The exercise
Copy out the lines of the listing below, from the line containing "provide the segmentation of index" through the line containing "[[[29,55],[0,57],[0,113],[32,104],[36,76],[31,58]]]", inclusive, reproducing them character for character.

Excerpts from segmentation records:
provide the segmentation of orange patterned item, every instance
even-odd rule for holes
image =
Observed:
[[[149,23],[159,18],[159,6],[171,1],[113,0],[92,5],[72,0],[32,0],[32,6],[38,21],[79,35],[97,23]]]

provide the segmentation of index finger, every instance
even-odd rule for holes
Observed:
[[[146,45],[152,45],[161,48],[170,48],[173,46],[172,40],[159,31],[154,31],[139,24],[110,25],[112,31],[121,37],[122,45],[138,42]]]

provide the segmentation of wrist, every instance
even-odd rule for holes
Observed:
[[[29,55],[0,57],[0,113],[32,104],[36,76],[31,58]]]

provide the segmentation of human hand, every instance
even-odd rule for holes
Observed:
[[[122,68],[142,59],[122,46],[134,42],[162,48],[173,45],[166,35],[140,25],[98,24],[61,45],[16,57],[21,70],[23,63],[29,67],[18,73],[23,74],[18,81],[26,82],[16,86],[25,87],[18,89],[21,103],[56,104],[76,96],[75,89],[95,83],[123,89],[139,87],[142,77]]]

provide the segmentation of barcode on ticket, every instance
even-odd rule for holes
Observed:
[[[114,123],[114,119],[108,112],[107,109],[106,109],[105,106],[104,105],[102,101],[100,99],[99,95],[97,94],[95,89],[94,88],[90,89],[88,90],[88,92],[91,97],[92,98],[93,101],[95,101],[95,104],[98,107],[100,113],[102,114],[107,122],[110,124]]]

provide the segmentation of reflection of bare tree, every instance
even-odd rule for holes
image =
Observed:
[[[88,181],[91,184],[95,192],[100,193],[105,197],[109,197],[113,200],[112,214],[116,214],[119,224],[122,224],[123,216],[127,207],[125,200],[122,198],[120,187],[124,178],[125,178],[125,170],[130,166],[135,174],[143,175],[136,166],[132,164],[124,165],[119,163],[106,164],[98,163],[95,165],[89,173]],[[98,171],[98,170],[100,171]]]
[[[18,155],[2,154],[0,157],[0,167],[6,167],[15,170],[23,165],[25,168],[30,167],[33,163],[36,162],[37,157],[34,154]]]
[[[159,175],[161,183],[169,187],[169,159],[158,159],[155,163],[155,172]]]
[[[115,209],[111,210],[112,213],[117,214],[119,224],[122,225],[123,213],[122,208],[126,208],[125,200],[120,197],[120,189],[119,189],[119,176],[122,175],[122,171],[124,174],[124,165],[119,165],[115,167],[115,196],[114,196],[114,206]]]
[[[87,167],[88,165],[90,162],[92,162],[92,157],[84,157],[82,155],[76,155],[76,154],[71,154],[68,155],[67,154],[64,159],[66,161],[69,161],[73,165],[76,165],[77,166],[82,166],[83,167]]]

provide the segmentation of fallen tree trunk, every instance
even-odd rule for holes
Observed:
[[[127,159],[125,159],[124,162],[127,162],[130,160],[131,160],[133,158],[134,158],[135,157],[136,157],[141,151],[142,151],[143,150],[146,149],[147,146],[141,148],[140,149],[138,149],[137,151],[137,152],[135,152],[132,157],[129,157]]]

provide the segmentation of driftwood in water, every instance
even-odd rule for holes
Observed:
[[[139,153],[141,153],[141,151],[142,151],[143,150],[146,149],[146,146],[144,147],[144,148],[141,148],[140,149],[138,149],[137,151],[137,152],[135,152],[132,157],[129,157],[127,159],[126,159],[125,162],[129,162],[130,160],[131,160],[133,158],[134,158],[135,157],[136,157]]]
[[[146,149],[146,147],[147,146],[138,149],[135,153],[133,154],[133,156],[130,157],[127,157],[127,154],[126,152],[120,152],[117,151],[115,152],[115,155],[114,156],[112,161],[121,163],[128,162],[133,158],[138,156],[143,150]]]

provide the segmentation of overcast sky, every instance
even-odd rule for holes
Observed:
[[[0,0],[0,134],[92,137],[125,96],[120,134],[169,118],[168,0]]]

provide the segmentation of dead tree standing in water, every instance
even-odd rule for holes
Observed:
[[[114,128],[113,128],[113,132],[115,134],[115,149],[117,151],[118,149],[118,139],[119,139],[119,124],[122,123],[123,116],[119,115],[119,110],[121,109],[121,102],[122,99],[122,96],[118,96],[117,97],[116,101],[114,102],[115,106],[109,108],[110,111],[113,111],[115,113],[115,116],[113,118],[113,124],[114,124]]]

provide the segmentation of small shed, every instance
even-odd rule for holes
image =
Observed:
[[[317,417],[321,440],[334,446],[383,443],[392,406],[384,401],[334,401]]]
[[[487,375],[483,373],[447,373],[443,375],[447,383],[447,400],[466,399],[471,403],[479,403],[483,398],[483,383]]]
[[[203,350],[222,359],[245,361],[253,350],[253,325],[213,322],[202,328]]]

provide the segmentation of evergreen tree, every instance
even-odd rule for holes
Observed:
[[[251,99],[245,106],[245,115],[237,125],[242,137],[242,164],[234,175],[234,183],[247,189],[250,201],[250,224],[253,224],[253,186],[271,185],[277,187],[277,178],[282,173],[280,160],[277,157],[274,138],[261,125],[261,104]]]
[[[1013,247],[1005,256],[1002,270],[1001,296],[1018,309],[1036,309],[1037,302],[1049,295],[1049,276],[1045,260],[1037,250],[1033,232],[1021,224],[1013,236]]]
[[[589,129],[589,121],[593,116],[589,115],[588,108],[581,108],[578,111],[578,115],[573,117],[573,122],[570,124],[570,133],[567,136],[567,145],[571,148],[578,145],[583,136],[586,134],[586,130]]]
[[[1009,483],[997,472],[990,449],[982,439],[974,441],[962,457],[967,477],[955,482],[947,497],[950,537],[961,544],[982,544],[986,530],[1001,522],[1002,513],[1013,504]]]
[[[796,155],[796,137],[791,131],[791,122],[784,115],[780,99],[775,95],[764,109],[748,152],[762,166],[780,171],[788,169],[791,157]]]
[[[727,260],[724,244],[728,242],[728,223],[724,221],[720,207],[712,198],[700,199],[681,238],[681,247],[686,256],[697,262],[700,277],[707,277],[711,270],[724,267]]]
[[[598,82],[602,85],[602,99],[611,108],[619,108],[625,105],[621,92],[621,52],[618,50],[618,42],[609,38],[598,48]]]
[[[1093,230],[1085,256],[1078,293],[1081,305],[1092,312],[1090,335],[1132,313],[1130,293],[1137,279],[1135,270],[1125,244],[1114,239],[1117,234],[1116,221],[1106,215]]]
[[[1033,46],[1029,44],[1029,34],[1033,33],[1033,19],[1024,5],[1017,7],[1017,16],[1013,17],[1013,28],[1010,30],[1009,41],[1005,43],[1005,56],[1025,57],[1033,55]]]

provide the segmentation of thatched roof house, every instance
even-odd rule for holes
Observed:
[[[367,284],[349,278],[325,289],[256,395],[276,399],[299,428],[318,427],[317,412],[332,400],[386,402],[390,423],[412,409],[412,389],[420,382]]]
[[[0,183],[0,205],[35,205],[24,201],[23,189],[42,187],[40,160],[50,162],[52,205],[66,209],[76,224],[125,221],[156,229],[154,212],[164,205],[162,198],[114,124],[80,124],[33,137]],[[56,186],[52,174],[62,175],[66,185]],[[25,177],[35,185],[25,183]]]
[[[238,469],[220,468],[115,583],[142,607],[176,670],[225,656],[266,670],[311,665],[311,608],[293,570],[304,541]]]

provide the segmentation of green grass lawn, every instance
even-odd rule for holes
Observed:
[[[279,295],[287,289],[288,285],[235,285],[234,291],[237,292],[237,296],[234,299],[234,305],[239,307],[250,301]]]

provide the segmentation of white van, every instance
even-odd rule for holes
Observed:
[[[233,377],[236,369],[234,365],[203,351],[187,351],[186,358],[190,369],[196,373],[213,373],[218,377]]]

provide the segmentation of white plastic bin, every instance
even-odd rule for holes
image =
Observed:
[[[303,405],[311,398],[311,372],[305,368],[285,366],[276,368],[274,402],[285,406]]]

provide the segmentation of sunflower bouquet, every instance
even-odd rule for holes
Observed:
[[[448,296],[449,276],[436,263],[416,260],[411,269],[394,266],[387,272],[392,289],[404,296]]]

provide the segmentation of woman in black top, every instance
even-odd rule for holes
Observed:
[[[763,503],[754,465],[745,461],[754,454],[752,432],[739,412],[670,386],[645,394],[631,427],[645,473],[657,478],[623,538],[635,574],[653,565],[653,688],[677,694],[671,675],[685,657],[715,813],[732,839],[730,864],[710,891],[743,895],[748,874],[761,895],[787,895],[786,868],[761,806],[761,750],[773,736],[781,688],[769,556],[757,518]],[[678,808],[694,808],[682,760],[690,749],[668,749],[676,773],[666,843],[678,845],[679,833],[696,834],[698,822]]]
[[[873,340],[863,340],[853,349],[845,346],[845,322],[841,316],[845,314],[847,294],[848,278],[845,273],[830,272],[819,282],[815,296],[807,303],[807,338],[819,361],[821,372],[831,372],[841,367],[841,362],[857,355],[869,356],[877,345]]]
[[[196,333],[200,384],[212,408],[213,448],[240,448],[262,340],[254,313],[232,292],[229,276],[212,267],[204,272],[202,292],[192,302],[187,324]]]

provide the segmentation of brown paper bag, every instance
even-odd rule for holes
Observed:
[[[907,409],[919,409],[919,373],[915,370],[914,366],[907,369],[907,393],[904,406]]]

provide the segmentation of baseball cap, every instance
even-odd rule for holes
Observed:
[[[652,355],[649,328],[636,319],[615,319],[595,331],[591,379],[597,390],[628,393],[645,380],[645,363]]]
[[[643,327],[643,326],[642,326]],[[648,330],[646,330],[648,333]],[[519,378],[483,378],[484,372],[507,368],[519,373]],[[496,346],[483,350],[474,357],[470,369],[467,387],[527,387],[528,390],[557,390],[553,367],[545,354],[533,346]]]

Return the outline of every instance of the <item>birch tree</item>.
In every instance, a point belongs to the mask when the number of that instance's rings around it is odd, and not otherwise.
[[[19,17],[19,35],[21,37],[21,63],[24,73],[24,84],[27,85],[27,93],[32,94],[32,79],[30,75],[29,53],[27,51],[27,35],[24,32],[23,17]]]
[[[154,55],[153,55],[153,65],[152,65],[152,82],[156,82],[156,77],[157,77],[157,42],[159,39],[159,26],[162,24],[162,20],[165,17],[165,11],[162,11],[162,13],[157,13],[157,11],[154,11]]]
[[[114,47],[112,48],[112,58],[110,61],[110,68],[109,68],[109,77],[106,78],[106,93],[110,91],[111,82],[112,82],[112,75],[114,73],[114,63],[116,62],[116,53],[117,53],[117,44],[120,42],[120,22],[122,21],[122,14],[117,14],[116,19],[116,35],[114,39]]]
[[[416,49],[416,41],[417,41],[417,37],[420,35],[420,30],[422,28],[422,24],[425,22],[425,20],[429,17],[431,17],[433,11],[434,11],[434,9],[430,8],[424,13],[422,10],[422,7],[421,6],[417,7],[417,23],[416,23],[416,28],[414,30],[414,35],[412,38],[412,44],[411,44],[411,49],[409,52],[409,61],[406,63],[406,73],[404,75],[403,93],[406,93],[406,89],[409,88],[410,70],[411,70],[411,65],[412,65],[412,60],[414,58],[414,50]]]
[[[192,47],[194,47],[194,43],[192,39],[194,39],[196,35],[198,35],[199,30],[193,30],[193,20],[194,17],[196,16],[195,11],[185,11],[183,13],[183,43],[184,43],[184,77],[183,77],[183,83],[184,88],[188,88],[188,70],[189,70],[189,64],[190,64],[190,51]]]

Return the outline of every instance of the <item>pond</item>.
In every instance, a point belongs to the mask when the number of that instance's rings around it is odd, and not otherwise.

Result
provide the segmentation of index finger, every instance
even-odd rule for holes
Observed:
[[[146,45],[152,45],[161,48],[170,48],[173,46],[172,40],[159,31],[154,31],[139,24],[110,25],[112,31],[121,37],[122,45],[138,42]]]

provide the segmentation of wrist, every instance
even-odd rule for holes
Observed:
[[[29,55],[0,57],[0,113],[32,104],[36,76],[31,58]]]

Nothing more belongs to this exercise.